The FBI did not interview the people connected to the information it used to open a full investigation of the Trump campaign during the heat of the 2016 election, according to the report by special counsel John Durham.
The bureau rushed to open the initial investigation based on unvetted intelligence from Australia, according to Durham, who has spent nearly three years investigating the origins of the FBI’s investigation of the Trump campaign.
The FBI’s rush to open the investigation and the shoddy evidence used as the premise for the probe were a departure from how the department treated other politically sensitive investigations in 2016, the report states. That includes the inquiry into the Clinton Foundation, which was virtually frozen in the leadup to Election Day in 2016.
The much-anticipated report (pdf), a copy of which The Epoch Times obtained ahead of its public release, also delves into other controversial aspects of Crossfire Hurricane, the FBI codename for the investigation of the Trump campaign.
“[T]he objective facts show that the FBI’s handling of important aspects of the Crossfire Hurricane matter were seriously deficient,” the report states.
The special counsel further impugned the bureau’s error-ridden applications to surveil Trump campaign associate Carter Page. FBI agents applied to renew the secret-court warrants on Page despite admitting, both at the time and subsequently, that they had no probable cause to do so.

_Extracted material_

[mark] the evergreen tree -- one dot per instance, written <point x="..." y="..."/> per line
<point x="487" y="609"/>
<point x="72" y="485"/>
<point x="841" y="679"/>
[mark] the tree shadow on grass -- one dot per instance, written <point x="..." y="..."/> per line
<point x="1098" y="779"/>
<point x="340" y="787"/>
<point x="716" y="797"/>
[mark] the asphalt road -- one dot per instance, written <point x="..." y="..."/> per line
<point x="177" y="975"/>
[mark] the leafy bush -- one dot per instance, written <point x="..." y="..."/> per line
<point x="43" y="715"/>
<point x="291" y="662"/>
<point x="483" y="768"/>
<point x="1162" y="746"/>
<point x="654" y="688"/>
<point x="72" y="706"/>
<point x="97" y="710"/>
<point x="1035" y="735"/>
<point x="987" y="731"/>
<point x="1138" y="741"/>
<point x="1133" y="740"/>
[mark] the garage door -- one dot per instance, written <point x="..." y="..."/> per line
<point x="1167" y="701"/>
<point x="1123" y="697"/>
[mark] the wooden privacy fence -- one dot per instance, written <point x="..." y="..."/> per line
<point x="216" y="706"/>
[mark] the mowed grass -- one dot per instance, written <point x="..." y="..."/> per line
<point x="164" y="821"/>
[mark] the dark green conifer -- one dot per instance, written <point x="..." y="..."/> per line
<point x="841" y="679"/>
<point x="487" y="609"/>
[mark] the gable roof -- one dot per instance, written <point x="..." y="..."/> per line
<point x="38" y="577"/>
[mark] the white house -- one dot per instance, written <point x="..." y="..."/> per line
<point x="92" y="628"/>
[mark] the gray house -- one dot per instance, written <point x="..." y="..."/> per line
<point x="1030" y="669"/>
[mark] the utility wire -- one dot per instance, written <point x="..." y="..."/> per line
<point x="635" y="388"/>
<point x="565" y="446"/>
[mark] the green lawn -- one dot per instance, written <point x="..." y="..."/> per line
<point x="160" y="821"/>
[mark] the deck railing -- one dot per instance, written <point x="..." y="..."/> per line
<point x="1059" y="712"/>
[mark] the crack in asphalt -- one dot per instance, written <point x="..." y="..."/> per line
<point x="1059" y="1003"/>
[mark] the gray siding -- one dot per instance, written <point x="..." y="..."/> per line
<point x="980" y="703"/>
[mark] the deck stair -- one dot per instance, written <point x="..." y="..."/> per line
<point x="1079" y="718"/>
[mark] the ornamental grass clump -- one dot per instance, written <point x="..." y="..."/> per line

_Written request A_
List every personal name in the news excerpt on the Durham report, including names that appear inside longer terms.
_Written request B_
Return the stretch of the news excerpt on the Durham report from "The FBI did" through "FBI’s investigation of the Trump campaign.", word for word.
The records have no connection to the news excerpt.

_Correct response A_
John Durham, Trump, Clinton, Carter Page

_Correct response B_
The FBI did not interview the people connected to the information it used to open a full investigation of the Trump campaign during the heat of the 2016 election, according to the report by special counsel John Durham.
The bureau rushed to open the initial investigation based on unvetted intelligence from Australia, according to Durham, who has spent nearly three years investigating the origins of the FBI’s investigation of the Trump campaign.